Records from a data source
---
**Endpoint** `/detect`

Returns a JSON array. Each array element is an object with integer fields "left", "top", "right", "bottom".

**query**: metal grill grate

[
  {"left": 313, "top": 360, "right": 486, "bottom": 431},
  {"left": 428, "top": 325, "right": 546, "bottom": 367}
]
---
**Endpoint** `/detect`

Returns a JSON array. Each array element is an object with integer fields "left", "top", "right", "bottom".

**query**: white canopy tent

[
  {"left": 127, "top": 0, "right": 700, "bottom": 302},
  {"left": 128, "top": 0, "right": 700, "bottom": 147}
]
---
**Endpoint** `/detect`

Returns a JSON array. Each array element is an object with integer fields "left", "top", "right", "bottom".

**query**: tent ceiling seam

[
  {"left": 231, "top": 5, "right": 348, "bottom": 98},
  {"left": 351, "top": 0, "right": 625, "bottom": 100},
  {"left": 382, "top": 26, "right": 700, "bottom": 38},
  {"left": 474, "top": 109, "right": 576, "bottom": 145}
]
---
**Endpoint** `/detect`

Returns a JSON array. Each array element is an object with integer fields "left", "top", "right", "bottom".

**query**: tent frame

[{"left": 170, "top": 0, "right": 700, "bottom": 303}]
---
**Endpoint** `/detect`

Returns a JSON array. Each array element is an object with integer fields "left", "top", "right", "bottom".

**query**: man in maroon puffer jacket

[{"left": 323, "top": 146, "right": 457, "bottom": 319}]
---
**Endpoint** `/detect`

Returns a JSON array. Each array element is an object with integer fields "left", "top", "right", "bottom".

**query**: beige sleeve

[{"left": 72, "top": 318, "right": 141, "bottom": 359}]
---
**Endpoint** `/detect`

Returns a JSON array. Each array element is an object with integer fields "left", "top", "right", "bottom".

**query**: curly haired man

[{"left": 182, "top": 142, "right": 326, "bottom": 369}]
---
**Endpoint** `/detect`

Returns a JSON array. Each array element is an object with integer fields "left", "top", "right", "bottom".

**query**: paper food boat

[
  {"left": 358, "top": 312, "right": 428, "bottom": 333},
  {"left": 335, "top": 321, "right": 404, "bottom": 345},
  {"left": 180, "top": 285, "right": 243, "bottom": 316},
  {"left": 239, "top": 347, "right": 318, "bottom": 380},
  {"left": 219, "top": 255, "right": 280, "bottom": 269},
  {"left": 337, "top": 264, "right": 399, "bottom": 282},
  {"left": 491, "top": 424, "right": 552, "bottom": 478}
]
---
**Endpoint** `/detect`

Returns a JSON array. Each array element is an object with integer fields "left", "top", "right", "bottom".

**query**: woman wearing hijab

◆ **Problem details**:
All of the data needs to be printed once more, exactly.

◆ **Correct answer**:
---
**Endpoint** `/detect`

Returns a JSON array. Each array element is an object with integer fields "left", "top", "right", "bottom".

**query**: metal grill grate

[
  {"left": 313, "top": 360, "right": 486, "bottom": 431},
  {"left": 428, "top": 325, "right": 546, "bottom": 367}
]
---
**Endpoint** `/detect`

Returns a JSON array. Each array element is an object with integer fields "left", "top", "right", "bottom".

**query**: white canopy tent

[
  {"left": 127, "top": 0, "right": 700, "bottom": 302},
  {"left": 128, "top": 0, "right": 700, "bottom": 147}
]
---
**Endpoint** `/detect`

Returns a JSON array. Each array element is an object with integer fields "left", "top", "right", "bottom".

**query**: tent ceiling seam

[
  {"left": 231, "top": 5, "right": 348, "bottom": 98},
  {"left": 351, "top": 0, "right": 625, "bottom": 100},
  {"left": 382, "top": 26, "right": 700, "bottom": 38},
  {"left": 474, "top": 109, "right": 576, "bottom": 145}
]
---
**Endpoint** `/detect`

Returns a JSON array. Each array element is an object with integer fields "left", "top", "right", "bottom".

**query**: tent frame

[{"left": 170, "top": 0, "right": 700, "bottom": 303}]
---
**Endpoint** `/detect`

Returns a JSON array. Each array element is an object with integer fields "left", "top", "right", "bottom".

**query**: man in maroon puffer jacket

[{"left": 323, "top": 146, "right": 457, "bottom": 319}]
---
**Endpoint** `/detect`

Returns a JSON array. Each array element is an object with integer fields "left", "top", "right", "bottom".

**query**: beige sleeve

[{"left": 72, "top": 318, "right": 141, "bottom": 359}]
---
**Endpoint** `/detect`

Returns a JSON array. Each array element is an object with integer fields "left", "top", "right", "bottom".

**query**: curly haired man

[{"left": 182, "top": 142, "right": 326, "bottom": 369}]
---
**Endpoint** `/detect`

Returns a JSON array. Each array element is an object with integer fields "left", "top", "right", "bottom".

**query**: paper food boat

[
  {"left": 358, "top": 312, "right": 428, "bottom": 333},
  {"left": 335, "top": 321, "right": 404, "bottom": 345},
  {"left": 180, "top": 285, "right": 243, "bottom": 316},
  {"left": 239, "top": 347, "right": 318, "bottom": 380},
  {"left": 219, "top": 255, "right": 280, "bottom": 269},
  {"left": 337, "top": 264, "right": 399, "bottom": 282},
  {"left": 491, "top": 424, "right": 552, "bottom": 478}
]
---
**Endpoint** `/detect`

Returns a JSON array. Each array element is an object with integer fields "left", "top", "right", "bottom".

**query**: woman wearing hijab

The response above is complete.